### Problem to solve
An exact copy of every entry is needed, with the images left out.

### Records excerpted from a collection
+++

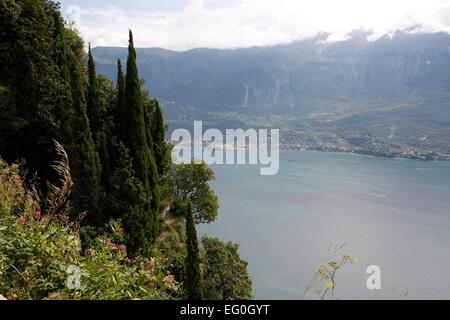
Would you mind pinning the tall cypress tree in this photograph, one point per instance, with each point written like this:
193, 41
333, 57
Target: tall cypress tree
119, 108
128, 201
93, 111
159, 143
133, 135
193, 275
84, 159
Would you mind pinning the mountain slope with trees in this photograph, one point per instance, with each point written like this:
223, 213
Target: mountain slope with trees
85, 172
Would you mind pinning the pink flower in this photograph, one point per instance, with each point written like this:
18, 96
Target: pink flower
21, 220
37, 215
121, 248
127, 261
110, 244
150, 264
169, 279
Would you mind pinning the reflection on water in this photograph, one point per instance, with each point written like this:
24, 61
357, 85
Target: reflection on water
392, 213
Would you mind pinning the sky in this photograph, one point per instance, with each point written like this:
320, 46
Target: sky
186, 24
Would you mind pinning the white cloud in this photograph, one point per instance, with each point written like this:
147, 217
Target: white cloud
243, 23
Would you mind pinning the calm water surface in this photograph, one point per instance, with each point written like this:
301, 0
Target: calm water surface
391, 213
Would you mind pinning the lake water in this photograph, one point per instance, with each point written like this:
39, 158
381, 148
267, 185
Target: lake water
391, 213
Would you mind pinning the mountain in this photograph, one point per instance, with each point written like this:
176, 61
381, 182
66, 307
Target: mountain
389, 97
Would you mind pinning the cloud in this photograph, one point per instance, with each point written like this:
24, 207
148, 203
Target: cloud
244, 23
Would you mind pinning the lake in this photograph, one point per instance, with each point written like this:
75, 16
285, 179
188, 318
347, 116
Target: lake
393, 213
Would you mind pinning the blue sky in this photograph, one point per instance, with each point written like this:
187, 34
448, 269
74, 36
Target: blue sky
186, 24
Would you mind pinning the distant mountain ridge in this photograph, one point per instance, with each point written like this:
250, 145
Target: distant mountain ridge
390, 96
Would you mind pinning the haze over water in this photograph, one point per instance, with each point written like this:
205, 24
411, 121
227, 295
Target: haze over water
391, 213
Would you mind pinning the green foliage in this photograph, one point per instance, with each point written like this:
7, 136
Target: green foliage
327, 273
37, 251
225, 276
84, 159
130, 203
93, 109
133, 135
193, 283
12, 191
119, 110
157, 130
34, 256
191, 182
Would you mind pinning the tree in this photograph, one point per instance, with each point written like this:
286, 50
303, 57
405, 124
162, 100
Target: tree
133, 135
191, 182
119, 108
160, 149
129, 202
193, 281
84, 159
226, 276
92, 96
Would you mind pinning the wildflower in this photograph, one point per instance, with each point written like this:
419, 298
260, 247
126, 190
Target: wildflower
150, 264
169, 279
37, 215
127, 261
121, 248
21, 220
110, 244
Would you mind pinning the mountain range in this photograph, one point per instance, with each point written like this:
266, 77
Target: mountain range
388, 97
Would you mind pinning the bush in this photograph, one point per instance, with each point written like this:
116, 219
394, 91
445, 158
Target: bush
41, 252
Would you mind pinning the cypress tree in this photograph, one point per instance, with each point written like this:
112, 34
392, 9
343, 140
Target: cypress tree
84, 159
119, 110
159, 144
93, 111
133, 135
193, 275
64, 112
129, 202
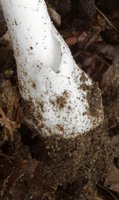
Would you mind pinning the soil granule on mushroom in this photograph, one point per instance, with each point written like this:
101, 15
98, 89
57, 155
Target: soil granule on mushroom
33, 167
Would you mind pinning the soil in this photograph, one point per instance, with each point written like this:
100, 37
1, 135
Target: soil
33, 167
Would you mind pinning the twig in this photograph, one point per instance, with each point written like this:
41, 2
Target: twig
107, 20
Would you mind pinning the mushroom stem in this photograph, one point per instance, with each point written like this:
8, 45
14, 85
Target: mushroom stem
58, 93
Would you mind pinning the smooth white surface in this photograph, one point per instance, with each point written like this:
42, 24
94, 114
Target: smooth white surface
47, 71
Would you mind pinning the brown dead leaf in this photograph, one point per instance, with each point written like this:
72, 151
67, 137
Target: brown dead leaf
112, 180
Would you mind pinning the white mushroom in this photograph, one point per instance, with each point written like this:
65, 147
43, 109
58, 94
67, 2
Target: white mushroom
59, 92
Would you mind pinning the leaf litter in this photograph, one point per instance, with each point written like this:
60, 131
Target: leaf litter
94, 42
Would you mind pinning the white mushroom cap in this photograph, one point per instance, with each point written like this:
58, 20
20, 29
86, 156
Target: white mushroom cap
58, 91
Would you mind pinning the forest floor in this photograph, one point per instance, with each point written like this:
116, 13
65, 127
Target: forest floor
93, 38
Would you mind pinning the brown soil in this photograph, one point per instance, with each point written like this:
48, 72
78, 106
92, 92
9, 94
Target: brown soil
84, 168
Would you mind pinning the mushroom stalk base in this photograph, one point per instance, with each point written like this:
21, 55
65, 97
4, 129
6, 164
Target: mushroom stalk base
70, 168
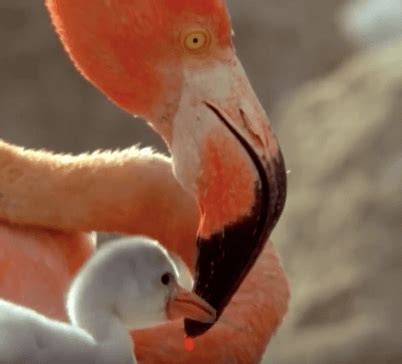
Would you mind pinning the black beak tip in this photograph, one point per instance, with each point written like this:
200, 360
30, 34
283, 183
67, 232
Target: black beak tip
195, 328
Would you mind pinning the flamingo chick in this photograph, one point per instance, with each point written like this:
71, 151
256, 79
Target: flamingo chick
129, 284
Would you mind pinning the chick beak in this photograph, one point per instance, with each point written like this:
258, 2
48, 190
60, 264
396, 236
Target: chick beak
183, 303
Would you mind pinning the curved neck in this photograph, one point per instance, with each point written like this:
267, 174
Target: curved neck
103, 191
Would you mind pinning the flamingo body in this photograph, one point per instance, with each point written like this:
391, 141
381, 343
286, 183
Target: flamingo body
173, 63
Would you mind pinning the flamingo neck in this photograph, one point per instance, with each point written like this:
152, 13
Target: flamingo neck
103, 191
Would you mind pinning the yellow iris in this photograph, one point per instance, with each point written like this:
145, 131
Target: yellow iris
196, 41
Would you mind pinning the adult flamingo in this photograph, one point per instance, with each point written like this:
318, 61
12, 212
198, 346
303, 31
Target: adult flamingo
173, 63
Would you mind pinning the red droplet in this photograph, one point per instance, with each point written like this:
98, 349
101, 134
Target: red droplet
189, 343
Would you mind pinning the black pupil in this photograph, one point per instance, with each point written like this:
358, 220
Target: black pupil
165, 279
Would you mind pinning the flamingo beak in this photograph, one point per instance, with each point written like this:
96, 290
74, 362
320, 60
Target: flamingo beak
184, 303
226, 154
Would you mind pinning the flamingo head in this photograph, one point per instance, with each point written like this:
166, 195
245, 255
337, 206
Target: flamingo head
173, 63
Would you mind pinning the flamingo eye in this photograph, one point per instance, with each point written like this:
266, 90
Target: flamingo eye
166, 278
196, 41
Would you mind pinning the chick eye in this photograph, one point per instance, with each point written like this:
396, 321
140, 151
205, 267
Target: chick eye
165, 279
196, 41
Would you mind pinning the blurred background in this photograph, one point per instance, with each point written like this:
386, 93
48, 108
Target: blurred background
329, 73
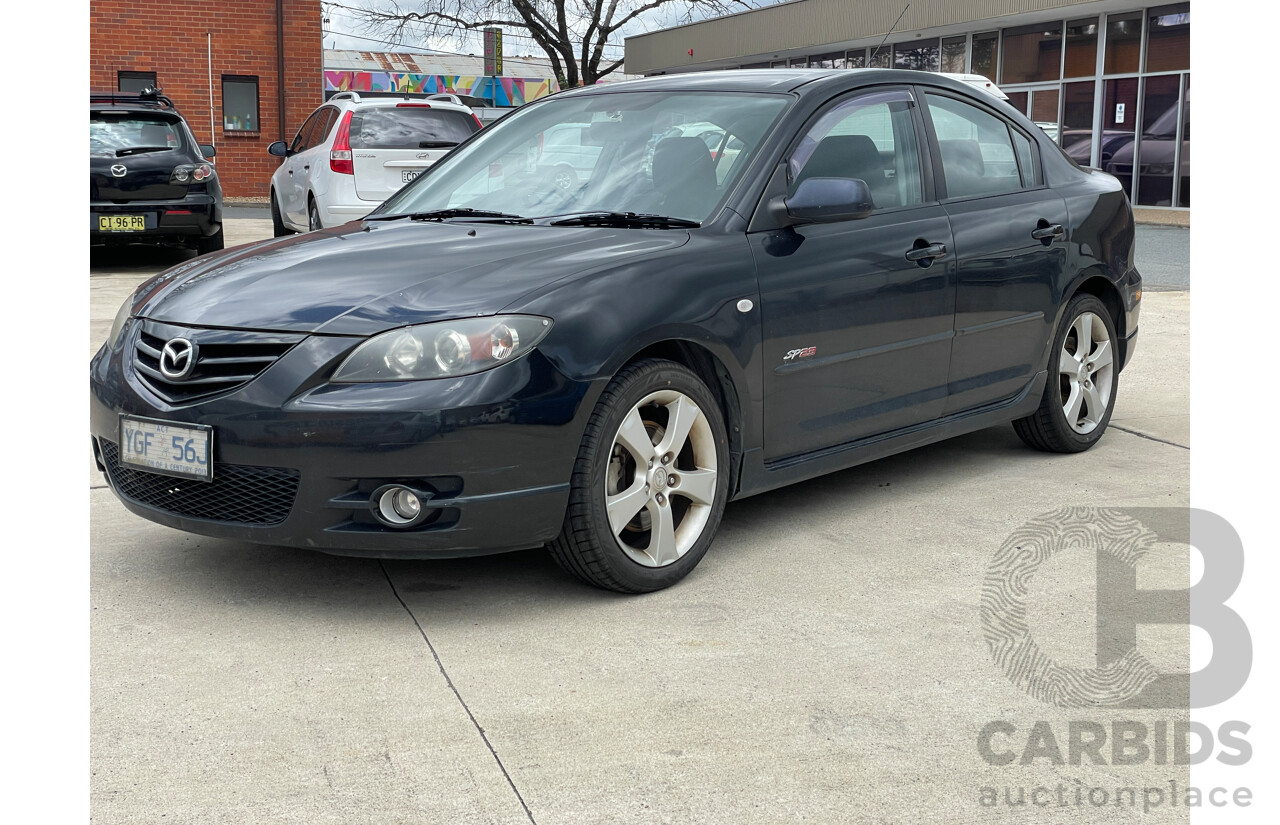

+++

### Expected output
Would you mind pinning the tall cypress tree in this photograph, one point per instance, with each point written like this:
193, 41
333, 57
Target: tall cypress tree
119, 108
128, 201
93, 111
159, 143
133, 135
193, 275
84, 159
Would you mind pinning the mountain slope with trees in this photograph, one point per instance, with each point written like this:
223, 213
Target: mountain slope with trees
85, 172
Would you mind pinning the pink flower in this photograph, one point per instance, with each point written like this:
18, 96
Target: pink flower
21, 220
37, 215
121, 248
127, 261
110, 244
150, 264
169, 279
Would you mind pinning the reflection on water in this photograph, one point per instance, with each point written like this:
24, 61
357, 85
Target: reflection on water
392, 213
Would you mind pinning the sky in this photograph, one point per instance, with each point written like this:
320, 46
Target: sky
186, 24
Would you mind pinning the white cloud in this photograph, one point per instance, with each point written like this:
147, 217
Target: white cloud
243, 23
Would you mind pinning the calm water surface in this photograph, one point per instance, with each point written like this:
301, 0
Target: calm water surface
391, 213
Would you mind pinning the lake water in this photograph, one point per instance, with each point written like this:
39, 158
381, 148
267, 185
Target: lake water
391, 213
Would you mind pinning the mountain in this photograph, one point per instance, with each point written like this:
176, 61
381, 182
66, 307
Target: mountain
389, 97
Would you mind pinning the cloud in this photograph, one point per instance, with each point written like this:
24, 207
148, 203
Target: cloud
244, 23
Would you mind pinning the lake in this photograph, one point per instance, with each point written like this:
75, 16
285, 179
188, 318
347, 116
Target: lake
393, 213
Would you mind pinning the blue sky in this photograph, one point per instance, with each point written like this:
187, 34
448, 269
74, 36
Target: blue sky
186, 24
Would you mind pinning the distant mountain ridge in this photograph, one point per instance, with each point written like this:
250, 145
Target: distant mountain ridge
390, 96
Would you mind pinning the haze over water in this photograph, one point per instance, with each point written like this:
205, 24
411, 121
227, 295
Target: haze over water
391, 213
Would you mind pinning the green foliage in this photograph, one point per instance, with each point written like this:
7, 136
Target: green foliage
327, 273
37, 251
225, 276
84, 159
130, 203
93, 109
133, 135
193, 283
12, 191
119, 110
157, 130
34, 256
191, 182
Would you mind pinning the tree in this photograph, one point per instance, with each point written like this:
286, 50
303, 57
405, 124
162, 100
Target: tree
133, 135
191, 182
119, 108
160, 149
129, 202
193, 281
84, 159
226, 276
92, 96
Would you mind pinning the wildflower in this photograph, one point per instance, with each point written like this:
419, 298
260, 247
126, 190
Target: wildflower
150, 264
169, 279
37, 215
127, 261
121, 248
21, 220
110, 244
Would you mind pinning the mountain range in this photograph, one point per instance, with each point written like this:
266, 77
Target: mountain range
388, 97
Would you mind pinning the bush in this photograph, one point per instance, with each point written like this:
116, 219
394, 91
445, 158
Target: bush
41, 252
Would you mind pinning the cypress tree in this photograph, one point per instance, with each point written like this:
112, 34
392, 9
343, 140
Target: cypress tree
84, 159
119, 110
159, 144
93, 111
133, 135
193, 275
64, 112
129, 202
Would you mind pinning the soil granule on mushroom in this photograph, one point per instance, with each point written like this:
101, 15
98, 89
57, 155
Target: soil granule on mushroom
33, 167
Would you mind pinning the soil in this photograph, one point per instance, with each point written like this:
100, 37
1, 135
Target: soil
33, 167
Would you mind pinning the twig in this photograph, one point per instance, with each point written like this:
41, 2
Target: twig
107, 20
Would you mind pinning the mushroom stem in this photograph, one point per instance, with each point written like this:
8, 45
14, 85
Target: mushroom stem
58, 93
Would you mind pinning the smooth white surface in this photograph, one point per instance, with each point written like this:
42, 24
94, 114
Target: smooth white surface
47, 71
Would you mind pinning the brown dead leaf in this photograph, one point per instance, with each point written like this:
72, 151
67, 137
Target: brown dead leaf
112, 180
Would you mind pinning the white mushroom in this photograph, one point per instance, with each point written like this:
65, 147
43, 109
58, 94
67, 2
Target: white mushroom
59, 92
Would you mind pinning the leaf litter in this photograph, one point per instance, with each point written like this:
60, 131
Target: leaf litter
94, 42
Would you mind pinning the white mushroom cap in this photograph, one point per instance, with each point written like this:
58, 20
20, 29
86, 156
Target: white mushroom cap
58, 91
Would you mind pinning the forest floor in this photograph, one point per instance, with each point written like this:
116, 13
65, 127
Target: forest floor
93, 38
Would you mind pinning the brown soil in this photograph, one point per instance, with each point written like this:
48, 72
78, 106
92, 92
9, 94
Target: brown soil
84, 168
Would you mind pinning the mushroom stalk base in this photograph, one point per instance, with each point written like this:
21, 55
65, 97
4, 129
6, 164
Target: mushroom stalk base
70, 168
Would you mind pinning the black beak tip in this photograph, one point per instance, with each point written like this:
200, 360
30, 34
283, 183
67, 232
Target: black beak tip
195, 328
Would you mind pinning the flamingo chick in this photograph, one point per instance, with each point written like this:
71, 151
256, 79
Target: flamingo chick
129, 284
Would you mind pinning the chick beak in this photograph, one point per instance, with each point written like this:
258, 2
48, 190
60, 264
396, 236
Target: chick beak
183, 303
Would you mind pinning the curved neck in this photograph, one point per instance, with each point written like this:
267, 174
Target: curved neck
103, 191
Would you mind pinning the flamingo body in this photograph, one point per instance, with each point written like this:
391, 141
381, 343
286, 183
Target: flamingo body
173, 63
Would you mind pinning the flamingo neck in this photograph, one point per instance, with each point written like this:
152, 13
Target: flamingo neck
103, 191
Would you mind pinning the yellow iris in this photograph, one point per instance, with each point written like this:
145, 131
Target: yellow iris
196, 41
Would you mind pinning the adult flamingo in this photograph, one point per instance, with each point written like this:
318, 61
12, 212
198, 346
303, 31
Target: adult flamingo
173, 63
Would you mind pinning the red droplet in this photograph, one point per instance, with each point written like this:
98, 349
101, 134
Target: red droplet
189, 343
Would you mind pinning the black pupil in this photograph, one point per instance, with each point written like this:
358, 220
Target: black pupil
165, 279
Would you mind pinning the flamingo beak in this photograph, one point per instance, with each point written like this:
96, 290
74, 362
320, 60
Target: flamingo beak
184, 303
226, 154
Would you mind pinning the flamingo head in this photograph, one point per instance, with each point written like this:
166, 195
245, 255
337, 206
Target: flamingo head
173, 63
Would you mind pinning the flamingo eye in this photograph, one point per instance, with each point written like this:
266, 90
Target: flamingo eye
166, 278
196, 41
Would you mind pinning the chick eye in this photograph, one point per instance, with each point written like this:
396, 321
140, 151
205, 267
Target: chick eye
165, 279
196, 41
Would you mind pinning the blurred background in this photograph, one point per instance, with each point written like this:
386, 93
48, 108
Target: blurred background
329, 73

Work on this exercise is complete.